**Selected text:**
# from Argentina



## maxithx (Aug 21, 2010)

Hi, My name is Max I am from Argetina, I post my big project I hope that like you!!!
Best Regards
Max
Please click the next link you hace 300 hundreds pictures of all project... I be waiting your opinions!!!
https://picasaweb.google.com/maxithx/SalaPublico#


----------



## engtaz (Jul 9, 2010)

Welcome


----------



## maxithx (Aug 21, 2010)

Hi, I would appreciate your opinions about this work. Your comments are important...
Thank You 
Best Regards
Max


----------



## faxmonkey (Mar 22, 2011)

It looks like a business not really a home theater. Is this a home theater?


----------



## Prof. (Oct 20, 2006)

Looks like quite a project!..Very nice..:T
What size screen is that?..Some details of the equipment would be nice..


----------



## Tonto (Jun 30, 2007)

Nice job, was this a DIY project? Looks like you put a lot of effort into the room. How did you decide on the room treatments?


----------



## maxithx (Aug 21, 2010)

Hi, thank you very much!!! This is a Home Theater, and the Screen is 170 inches stewart THX studiotek.
The system is JBL Synthesis Two, and the projector SONY Qualia 004. I am really the home theater design, I am too make all project, and the acoustics, I make all panels. The room is a THX certified.
Well thank you best regards!!!


----------



## maxithx (Aug 21, 2010)

[/IMG]


----------



## kadijk (Jan 23, 2011)

Wow! Nice place! Not only the theater but the house too. I have to say I am a little envious of the room you have. Thanks for the build pics...it's fun to see the progress and development from start to finish.


----------

**Data provided:**
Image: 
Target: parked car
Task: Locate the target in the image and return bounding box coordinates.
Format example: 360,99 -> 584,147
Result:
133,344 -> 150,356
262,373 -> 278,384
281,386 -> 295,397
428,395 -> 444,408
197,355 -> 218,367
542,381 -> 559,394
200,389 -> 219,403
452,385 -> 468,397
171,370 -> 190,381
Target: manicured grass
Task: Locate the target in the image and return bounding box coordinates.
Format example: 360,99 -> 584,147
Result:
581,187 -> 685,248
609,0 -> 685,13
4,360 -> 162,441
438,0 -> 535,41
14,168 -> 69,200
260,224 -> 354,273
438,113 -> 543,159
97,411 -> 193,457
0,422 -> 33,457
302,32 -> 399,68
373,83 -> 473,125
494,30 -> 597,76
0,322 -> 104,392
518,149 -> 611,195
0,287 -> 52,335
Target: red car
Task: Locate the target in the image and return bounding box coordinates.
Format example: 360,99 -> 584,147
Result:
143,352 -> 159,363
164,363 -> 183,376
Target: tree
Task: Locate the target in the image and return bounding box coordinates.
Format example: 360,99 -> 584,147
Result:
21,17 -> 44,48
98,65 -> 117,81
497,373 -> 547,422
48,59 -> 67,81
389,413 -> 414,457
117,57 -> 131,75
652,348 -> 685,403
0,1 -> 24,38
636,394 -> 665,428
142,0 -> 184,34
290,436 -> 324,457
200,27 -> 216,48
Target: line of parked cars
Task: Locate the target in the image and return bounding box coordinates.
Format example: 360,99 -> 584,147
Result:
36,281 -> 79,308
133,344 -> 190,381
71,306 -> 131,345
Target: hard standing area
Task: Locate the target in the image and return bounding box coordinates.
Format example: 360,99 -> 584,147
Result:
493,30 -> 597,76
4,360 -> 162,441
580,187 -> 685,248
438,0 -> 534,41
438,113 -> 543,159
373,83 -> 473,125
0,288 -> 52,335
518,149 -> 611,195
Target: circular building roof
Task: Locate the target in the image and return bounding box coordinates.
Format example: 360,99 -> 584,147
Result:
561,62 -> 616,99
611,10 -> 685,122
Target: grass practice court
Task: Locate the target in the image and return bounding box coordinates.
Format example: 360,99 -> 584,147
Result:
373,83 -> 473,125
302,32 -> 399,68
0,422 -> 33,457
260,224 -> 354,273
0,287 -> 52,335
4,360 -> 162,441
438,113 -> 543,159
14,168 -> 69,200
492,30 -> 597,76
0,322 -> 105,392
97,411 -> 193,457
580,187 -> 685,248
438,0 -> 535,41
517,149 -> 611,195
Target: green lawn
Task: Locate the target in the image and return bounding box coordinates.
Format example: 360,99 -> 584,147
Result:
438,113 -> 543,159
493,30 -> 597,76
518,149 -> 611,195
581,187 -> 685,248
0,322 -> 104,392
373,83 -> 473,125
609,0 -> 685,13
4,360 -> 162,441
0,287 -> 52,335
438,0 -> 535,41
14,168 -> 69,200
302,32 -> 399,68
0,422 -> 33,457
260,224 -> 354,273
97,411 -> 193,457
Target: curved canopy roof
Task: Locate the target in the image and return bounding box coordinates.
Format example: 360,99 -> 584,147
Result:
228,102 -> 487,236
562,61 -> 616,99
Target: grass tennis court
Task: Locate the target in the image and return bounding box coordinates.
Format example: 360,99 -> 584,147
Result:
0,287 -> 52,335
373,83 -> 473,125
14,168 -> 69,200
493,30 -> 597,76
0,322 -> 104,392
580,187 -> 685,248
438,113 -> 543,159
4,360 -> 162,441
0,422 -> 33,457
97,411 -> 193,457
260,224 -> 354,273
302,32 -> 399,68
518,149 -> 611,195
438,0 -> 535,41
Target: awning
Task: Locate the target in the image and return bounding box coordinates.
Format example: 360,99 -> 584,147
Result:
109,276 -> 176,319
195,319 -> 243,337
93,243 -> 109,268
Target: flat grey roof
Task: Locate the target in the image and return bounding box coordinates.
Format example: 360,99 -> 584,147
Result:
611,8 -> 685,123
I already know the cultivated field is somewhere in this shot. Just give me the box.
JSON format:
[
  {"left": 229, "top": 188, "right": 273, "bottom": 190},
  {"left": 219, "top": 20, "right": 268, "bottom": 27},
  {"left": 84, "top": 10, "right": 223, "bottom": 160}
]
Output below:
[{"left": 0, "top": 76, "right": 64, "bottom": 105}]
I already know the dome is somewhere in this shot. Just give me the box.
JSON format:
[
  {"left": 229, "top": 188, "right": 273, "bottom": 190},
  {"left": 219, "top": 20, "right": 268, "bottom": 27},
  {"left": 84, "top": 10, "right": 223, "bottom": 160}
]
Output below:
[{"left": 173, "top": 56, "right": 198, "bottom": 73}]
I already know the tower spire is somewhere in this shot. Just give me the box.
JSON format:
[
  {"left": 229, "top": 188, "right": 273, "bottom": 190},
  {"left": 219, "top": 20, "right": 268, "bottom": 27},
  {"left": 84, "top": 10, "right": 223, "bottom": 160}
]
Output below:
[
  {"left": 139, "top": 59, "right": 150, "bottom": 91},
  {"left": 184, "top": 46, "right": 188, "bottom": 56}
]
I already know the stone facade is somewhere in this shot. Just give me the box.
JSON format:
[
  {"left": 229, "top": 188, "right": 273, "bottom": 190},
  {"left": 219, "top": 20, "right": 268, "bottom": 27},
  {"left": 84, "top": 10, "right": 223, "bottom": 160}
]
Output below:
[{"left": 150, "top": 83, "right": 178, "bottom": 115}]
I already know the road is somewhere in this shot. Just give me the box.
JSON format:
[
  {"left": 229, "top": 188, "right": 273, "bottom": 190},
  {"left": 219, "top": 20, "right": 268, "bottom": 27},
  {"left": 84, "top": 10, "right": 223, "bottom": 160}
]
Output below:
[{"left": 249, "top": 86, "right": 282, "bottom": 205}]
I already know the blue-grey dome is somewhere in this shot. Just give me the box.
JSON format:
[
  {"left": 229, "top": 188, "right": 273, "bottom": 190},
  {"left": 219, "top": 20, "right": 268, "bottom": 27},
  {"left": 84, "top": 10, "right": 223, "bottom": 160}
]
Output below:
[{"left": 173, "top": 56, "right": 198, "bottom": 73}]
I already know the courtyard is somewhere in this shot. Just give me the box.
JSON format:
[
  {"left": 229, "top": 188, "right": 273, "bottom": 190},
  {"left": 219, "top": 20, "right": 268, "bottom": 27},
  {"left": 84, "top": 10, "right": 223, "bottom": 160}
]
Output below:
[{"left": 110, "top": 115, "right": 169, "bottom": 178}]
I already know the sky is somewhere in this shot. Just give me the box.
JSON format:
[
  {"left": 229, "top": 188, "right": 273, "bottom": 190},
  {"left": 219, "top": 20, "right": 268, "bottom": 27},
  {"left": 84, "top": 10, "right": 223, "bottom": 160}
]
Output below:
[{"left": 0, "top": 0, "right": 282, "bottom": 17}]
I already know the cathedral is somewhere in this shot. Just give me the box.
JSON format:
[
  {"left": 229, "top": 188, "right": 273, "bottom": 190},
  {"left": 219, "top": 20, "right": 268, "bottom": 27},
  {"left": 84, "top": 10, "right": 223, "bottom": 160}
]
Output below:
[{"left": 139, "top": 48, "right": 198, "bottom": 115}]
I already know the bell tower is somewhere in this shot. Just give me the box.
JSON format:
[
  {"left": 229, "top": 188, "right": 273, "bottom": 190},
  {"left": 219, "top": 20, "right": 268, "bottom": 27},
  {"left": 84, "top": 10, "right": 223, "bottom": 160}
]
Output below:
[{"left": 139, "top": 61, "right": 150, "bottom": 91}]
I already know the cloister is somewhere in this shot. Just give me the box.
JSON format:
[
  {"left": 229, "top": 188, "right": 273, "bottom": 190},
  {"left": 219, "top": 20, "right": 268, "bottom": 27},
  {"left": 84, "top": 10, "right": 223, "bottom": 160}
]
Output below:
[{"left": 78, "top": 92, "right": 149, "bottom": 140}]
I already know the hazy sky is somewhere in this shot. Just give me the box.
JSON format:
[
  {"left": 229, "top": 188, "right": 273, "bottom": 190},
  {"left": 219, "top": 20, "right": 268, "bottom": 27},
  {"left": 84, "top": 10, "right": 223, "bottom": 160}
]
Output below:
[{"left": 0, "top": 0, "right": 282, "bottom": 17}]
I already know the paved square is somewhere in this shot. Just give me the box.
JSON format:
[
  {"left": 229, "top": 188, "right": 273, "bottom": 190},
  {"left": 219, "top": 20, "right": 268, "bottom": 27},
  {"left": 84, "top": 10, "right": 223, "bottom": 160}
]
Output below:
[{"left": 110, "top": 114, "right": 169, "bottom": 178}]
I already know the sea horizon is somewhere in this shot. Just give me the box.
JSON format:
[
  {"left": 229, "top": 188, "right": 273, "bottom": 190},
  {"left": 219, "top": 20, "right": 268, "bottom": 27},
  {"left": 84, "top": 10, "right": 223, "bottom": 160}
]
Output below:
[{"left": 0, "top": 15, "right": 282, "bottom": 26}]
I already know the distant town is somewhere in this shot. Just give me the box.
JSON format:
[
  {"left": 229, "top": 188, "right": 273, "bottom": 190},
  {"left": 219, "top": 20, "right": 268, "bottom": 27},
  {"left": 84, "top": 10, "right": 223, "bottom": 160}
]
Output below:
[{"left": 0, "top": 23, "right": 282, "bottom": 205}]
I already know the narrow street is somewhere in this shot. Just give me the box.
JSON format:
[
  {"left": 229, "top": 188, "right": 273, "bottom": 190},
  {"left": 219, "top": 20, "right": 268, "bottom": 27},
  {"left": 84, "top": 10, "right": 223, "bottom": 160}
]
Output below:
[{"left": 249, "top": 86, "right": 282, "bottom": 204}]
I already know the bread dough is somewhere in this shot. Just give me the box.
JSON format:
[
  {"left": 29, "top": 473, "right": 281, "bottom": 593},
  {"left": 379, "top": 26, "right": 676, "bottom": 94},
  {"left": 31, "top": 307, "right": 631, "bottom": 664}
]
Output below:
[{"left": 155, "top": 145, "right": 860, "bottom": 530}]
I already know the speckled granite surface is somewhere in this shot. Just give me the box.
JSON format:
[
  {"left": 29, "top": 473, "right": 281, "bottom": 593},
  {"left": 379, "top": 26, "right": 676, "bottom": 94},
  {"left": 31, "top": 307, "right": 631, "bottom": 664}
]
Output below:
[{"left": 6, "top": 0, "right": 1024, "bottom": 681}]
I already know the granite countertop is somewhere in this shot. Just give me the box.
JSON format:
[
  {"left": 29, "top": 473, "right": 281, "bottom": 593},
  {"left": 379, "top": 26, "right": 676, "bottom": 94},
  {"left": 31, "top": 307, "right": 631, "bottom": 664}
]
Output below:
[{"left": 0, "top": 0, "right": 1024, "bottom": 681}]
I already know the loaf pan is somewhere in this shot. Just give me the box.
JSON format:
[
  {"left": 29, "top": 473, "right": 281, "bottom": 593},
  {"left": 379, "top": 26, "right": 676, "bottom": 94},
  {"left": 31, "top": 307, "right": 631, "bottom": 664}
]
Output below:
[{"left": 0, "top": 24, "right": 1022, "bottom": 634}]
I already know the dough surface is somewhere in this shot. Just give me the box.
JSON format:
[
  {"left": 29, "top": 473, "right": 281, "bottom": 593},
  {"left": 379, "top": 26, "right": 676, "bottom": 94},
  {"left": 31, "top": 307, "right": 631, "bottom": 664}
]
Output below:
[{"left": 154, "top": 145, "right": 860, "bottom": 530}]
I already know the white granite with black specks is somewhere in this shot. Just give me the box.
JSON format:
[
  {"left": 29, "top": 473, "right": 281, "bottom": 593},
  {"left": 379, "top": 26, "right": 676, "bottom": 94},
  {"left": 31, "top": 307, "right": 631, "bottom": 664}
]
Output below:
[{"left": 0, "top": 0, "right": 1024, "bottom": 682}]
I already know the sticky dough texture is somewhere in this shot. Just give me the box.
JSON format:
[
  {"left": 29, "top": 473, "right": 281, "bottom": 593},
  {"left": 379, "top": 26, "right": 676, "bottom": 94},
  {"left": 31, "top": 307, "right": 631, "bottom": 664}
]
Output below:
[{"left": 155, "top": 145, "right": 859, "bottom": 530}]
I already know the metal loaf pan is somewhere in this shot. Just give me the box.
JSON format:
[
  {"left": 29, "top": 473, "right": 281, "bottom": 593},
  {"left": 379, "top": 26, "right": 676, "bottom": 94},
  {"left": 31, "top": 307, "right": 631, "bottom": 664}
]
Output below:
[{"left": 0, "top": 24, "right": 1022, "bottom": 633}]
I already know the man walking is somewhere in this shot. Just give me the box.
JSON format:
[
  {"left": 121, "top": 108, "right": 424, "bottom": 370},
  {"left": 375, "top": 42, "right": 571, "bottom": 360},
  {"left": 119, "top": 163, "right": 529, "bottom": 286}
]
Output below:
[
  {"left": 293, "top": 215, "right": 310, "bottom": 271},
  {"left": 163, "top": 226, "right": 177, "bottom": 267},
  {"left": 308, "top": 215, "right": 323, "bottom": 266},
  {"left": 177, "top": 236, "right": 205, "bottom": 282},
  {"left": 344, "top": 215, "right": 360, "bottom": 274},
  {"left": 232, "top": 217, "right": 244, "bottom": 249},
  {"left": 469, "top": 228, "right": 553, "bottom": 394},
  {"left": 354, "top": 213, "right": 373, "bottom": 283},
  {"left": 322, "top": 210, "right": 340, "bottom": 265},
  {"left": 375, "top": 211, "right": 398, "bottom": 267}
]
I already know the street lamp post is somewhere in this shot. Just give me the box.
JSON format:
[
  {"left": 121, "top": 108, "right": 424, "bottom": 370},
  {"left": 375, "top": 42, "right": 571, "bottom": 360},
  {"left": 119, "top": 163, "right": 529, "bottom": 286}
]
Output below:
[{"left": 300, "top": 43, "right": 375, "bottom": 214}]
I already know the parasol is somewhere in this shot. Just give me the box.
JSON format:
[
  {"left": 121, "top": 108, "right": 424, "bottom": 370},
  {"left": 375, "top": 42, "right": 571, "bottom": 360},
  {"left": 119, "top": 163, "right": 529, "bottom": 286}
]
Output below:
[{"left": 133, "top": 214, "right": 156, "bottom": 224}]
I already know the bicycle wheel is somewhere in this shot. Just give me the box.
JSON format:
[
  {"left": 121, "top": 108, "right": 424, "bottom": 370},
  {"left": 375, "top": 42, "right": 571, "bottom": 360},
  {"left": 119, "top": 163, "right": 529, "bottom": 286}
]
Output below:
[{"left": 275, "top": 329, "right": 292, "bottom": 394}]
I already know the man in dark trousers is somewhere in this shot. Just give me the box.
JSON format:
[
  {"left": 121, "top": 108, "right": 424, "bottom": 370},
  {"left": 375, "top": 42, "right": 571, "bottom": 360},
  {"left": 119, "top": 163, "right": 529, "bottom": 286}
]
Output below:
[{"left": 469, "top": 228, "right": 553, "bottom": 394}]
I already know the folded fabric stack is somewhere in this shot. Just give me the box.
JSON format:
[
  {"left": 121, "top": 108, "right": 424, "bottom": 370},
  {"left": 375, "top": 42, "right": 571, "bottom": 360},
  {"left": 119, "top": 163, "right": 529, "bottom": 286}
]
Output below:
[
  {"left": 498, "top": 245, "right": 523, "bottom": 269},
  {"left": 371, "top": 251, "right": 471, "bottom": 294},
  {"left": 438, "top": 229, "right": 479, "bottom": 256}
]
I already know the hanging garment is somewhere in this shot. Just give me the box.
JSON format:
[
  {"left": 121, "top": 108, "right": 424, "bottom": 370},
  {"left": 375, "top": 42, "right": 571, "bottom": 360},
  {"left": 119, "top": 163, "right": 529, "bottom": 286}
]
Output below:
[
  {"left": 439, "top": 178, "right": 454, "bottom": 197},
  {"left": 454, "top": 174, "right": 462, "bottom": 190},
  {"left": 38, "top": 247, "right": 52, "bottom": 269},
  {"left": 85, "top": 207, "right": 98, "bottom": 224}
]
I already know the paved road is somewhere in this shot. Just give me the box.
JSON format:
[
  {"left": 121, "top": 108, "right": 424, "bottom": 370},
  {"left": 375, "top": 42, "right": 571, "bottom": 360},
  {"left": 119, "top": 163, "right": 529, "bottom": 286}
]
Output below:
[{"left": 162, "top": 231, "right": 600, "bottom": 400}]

**Stated problem:** Revise the part of the home theater thread that begins with "Nice job, was" and ends with "you best regards!!!", writing it out with "display" in place of "projector".

**Expected answer:**
Nice job, was this a DIY project? Looks like you put a lot of effort into the room. How did you decide on the room treatments?


----------



## maxithx (Aug 21, 2010)

Hi, thank you very much!!! This is a Home Theater, and the Screen is 170 inches stewart THX studiotek.
The system is JBL Synthesis Two, and the display SONY Qualia 004. I am really the home theater design, I am too make all project, and the acoustics, I make all panels. The room is a THX certified.
Well thank you best regards!!!